* Stated goal A: Repeat the rows below verbatim, starting at the first line of the rows and ending at the line that contains "[[[502,264],[3,311],[0,465],[701,465],[681,287],[470,257]]]", with both of those lines included.

Australia will soon have a framework to design a national network of ‘safe havens’ for threatened mammals, following a recent workshop with 24 leading
conservation specialists from federal and state governments, NGOs and academia.
The Government’s Threatened Species Strategy includes a commitment to invest in safe havens for species vulnerable to introduced predators – including five predator-free islands and ten large fenced areas.
The TSR Hub’s research is providing important context for this commitment, by identifying the areas where new safe havens will achieve the greatest population increases for the largest number of threatened mammal species, and reduce the chance of further extinctions.
The approach is based on a framework developed by Jeremy Ringma (University of Queensland), Brendan Wintle (University of Melbourne) and Michael Bode (University of Melbourne).
The approach will also be useful for state governments, NGOs and conservation groups, working at national, state or regional levels, by providing another tool to use in their existing or planned translocation programs.

* Material to process:
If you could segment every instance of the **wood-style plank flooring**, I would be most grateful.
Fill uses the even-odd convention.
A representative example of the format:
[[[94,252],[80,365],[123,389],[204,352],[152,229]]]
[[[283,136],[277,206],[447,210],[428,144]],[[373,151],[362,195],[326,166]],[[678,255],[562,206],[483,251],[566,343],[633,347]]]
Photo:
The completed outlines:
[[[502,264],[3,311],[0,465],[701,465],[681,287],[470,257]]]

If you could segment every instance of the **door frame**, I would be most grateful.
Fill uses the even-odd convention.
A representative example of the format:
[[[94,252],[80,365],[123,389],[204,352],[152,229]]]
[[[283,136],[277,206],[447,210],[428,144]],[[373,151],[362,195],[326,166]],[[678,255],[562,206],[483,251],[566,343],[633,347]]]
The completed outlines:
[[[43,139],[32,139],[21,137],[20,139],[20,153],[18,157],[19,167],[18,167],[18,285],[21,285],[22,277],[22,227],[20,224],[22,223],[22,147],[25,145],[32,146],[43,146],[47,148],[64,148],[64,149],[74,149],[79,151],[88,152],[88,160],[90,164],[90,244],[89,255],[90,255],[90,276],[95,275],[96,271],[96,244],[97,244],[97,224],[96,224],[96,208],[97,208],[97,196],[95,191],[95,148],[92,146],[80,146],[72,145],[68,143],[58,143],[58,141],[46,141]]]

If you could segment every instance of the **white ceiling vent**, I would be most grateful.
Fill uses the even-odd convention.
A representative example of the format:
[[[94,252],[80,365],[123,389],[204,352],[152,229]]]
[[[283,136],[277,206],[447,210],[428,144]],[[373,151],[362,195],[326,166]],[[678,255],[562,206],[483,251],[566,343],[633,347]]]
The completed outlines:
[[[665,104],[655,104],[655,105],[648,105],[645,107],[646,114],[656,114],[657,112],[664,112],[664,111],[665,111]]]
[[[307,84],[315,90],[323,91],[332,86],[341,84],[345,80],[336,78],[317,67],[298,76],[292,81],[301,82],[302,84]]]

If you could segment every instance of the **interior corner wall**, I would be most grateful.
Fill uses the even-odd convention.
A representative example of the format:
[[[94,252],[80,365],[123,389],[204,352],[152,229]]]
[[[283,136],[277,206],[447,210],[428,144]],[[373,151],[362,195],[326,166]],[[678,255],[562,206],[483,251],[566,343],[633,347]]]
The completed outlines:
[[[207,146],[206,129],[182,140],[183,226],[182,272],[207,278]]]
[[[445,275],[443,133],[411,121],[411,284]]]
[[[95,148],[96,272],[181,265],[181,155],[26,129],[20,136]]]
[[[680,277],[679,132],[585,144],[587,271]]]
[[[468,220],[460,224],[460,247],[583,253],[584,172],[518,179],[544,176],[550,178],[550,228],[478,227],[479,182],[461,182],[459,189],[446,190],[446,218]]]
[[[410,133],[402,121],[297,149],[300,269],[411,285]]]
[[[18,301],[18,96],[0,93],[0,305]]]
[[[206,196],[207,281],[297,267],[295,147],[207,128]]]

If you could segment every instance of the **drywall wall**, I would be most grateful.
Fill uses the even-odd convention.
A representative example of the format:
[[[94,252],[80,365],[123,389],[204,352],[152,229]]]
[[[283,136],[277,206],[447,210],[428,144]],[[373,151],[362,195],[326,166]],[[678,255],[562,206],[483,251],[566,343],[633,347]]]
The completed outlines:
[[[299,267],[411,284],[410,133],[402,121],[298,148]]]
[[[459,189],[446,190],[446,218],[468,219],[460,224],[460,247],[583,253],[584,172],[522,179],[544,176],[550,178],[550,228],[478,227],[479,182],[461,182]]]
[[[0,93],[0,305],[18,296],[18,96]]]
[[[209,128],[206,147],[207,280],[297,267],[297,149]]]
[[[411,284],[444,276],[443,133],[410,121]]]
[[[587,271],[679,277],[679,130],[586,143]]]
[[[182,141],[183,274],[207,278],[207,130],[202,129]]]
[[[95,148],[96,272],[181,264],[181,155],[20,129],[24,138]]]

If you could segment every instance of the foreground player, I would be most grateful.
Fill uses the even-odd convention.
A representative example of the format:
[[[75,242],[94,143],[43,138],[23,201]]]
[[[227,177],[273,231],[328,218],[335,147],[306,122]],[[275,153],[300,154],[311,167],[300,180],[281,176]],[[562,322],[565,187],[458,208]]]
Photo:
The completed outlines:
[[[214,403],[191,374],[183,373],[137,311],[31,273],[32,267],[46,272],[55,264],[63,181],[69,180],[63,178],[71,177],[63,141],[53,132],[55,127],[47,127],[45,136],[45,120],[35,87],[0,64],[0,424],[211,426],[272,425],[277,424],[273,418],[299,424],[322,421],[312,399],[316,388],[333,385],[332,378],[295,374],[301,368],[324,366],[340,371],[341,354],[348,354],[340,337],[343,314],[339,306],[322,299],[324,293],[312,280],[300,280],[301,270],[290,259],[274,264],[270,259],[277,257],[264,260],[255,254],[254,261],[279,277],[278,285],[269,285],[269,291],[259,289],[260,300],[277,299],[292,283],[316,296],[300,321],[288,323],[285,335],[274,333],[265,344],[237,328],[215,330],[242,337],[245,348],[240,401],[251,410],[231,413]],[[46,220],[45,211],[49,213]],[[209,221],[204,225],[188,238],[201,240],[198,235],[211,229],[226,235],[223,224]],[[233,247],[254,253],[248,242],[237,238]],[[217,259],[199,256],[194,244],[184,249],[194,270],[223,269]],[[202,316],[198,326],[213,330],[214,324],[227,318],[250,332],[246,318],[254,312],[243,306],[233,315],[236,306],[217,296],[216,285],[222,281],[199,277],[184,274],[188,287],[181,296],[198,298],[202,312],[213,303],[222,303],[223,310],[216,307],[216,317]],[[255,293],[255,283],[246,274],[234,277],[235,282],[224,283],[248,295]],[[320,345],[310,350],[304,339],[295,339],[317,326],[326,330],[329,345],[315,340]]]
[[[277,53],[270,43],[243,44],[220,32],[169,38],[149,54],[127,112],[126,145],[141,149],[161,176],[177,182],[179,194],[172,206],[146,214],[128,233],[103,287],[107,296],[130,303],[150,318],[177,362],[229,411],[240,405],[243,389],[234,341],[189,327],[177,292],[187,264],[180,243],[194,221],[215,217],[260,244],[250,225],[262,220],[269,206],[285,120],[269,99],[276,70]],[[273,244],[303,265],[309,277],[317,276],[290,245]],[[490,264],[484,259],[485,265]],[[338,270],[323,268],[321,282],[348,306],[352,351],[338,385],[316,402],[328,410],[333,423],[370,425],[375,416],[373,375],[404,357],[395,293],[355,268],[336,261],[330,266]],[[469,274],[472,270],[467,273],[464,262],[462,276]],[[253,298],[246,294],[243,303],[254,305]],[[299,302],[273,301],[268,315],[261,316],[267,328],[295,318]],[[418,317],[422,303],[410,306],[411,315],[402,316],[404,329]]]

* Stated goal B: Reproduce the entire text above about safe havens for threatened mammals word for word.

* Answer A:
If you could segment every instance of the **wood-style plank flooring**, I would be most grateful.
Fill uses the even-odd convention.
A representative example of the format:
[[[94,252],[80,365],[123,389],[204,352],[152,229]]]
[[[283,136],[277,206],[447,210],[428,144]],[[373,151],[362,195],[326,166]],[[678,255],[562,206],[483,251],[566,343],[633,347]]]
Photo:
The completed outlines:
[[[502,264],[3,311],[0,465],[701,465],[681,287],[470,257]]]

* Answer B:
Australia will soon have a framework to design a national network of ‘safe havens’ for threatened mammals, following a recent workshop with 24 leading
conservation specialists from federal and state governments, NGOs and academia.
The Government’s Threatened Species Strategy includes a commitment to invest in safe havens for species vulnerable to introduced predators – including five predator-free islands and ten large fenced areas.
The TSR Hub’s research is providing important context for this commitment, by identifying the areas where new safe havens will achieve the greatest population increases for the largest number of threatened mammal species, and reduce the chance of further extinctions.
The approach is based on a framework developed by Jeremy Ringma (University of Queensland), Brendan Wintle (University of Melbourne) and Michael Bode (University of Melbourne).
The approach will also be useful for state governments, NGOs and conservation groups, working at national, state or regional levels, by providing another tool to use in their existing or planned translocation programs.